# GIVEN RECORDS
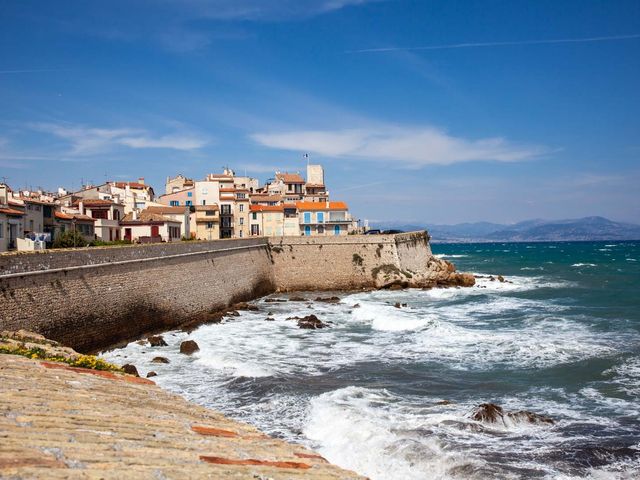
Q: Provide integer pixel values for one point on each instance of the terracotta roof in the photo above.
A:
(131, 185)
(322, 206)
(11, 211)
(165, 210)
(147, 217)
(71, 216)
(290, 177)
(266, 208)
(204, 208)
(94, 202)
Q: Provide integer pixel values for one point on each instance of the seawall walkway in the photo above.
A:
(59, 422)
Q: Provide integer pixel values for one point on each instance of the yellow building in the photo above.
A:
(207, 220)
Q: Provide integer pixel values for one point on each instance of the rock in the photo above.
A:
(157, 341)
(492, 413)
(328, 299)
(130, 370)
(311, 322)
(530, 417)
(488, 413)
(245, 306)
(188, 347)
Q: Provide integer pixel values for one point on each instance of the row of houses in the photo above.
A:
(219, 206)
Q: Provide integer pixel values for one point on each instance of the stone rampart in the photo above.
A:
(93, 298)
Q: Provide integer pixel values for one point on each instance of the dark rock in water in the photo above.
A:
(489, 413)
(311, 322)
(328, 299)
(130, 369)
(245, 306)
(157, 341)
(188, 347)
(492, 413)
(530, 417)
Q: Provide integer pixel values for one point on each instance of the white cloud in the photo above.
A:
(89, 141)
(413, 146)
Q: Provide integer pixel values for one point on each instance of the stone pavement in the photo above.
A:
(61, 422)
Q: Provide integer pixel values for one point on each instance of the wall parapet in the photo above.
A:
(93, 298)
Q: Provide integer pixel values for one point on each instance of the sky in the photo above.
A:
(419, 110)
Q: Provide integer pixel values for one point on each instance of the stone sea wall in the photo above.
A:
(94, 298)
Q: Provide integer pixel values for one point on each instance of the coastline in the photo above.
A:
(91, 425)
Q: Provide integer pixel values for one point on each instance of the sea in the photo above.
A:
(390, 392)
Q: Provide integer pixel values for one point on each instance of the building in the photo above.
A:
(179, 214)
(315, 190)
(178, 199)
(65, 221)
(149, 227)
(178, 183)
(324, 218)
(207, 222)
(107, 215)
(291, 186)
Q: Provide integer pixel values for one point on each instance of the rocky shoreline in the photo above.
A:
(60, 421)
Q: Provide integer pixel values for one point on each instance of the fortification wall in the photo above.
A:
(92, 298)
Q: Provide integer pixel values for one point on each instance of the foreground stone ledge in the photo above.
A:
(68, 423)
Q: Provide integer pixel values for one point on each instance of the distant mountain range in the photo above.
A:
(579, 229)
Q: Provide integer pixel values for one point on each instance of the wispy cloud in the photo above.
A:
(85, 140)
(411, 147)
(499, 44)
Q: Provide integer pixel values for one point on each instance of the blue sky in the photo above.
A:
(429, 111)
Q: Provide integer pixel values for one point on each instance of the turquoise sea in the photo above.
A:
(389, 392)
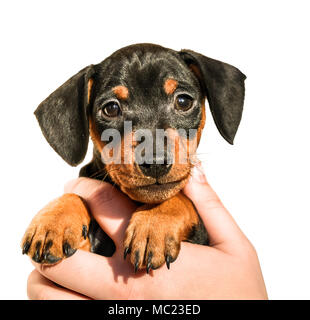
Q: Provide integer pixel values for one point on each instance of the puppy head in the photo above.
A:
(150, 100)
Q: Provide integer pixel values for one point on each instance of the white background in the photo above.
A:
(263, 179)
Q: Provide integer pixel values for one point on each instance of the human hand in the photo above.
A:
(227, 269)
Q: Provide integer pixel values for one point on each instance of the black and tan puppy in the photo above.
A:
(152, 88)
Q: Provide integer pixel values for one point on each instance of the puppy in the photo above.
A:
(148, 87)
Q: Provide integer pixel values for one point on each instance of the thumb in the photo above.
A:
(221, 227)
(109, 207)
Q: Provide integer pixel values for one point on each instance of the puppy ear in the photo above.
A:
(224, 88)
(63, 120)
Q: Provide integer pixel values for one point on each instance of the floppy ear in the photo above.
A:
(63, 120)
(224, 88)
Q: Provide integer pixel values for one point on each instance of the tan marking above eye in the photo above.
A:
(170, 85)
(121, 92)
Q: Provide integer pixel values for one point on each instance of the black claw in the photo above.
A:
(26, 247)
(68, 250)
(126, 251)
(168, 260)
(37, 257)
(84, 231)
(137, 256)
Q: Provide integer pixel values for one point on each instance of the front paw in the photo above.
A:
(151, 240)
(57, 231)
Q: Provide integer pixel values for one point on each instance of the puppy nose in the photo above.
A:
(155, 170)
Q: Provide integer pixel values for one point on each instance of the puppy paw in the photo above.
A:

# THE TASK
Please state how many lines of the material above include the word "stone"; the number is the whole answer.

# SOLUTION TO THE PROBLEM
4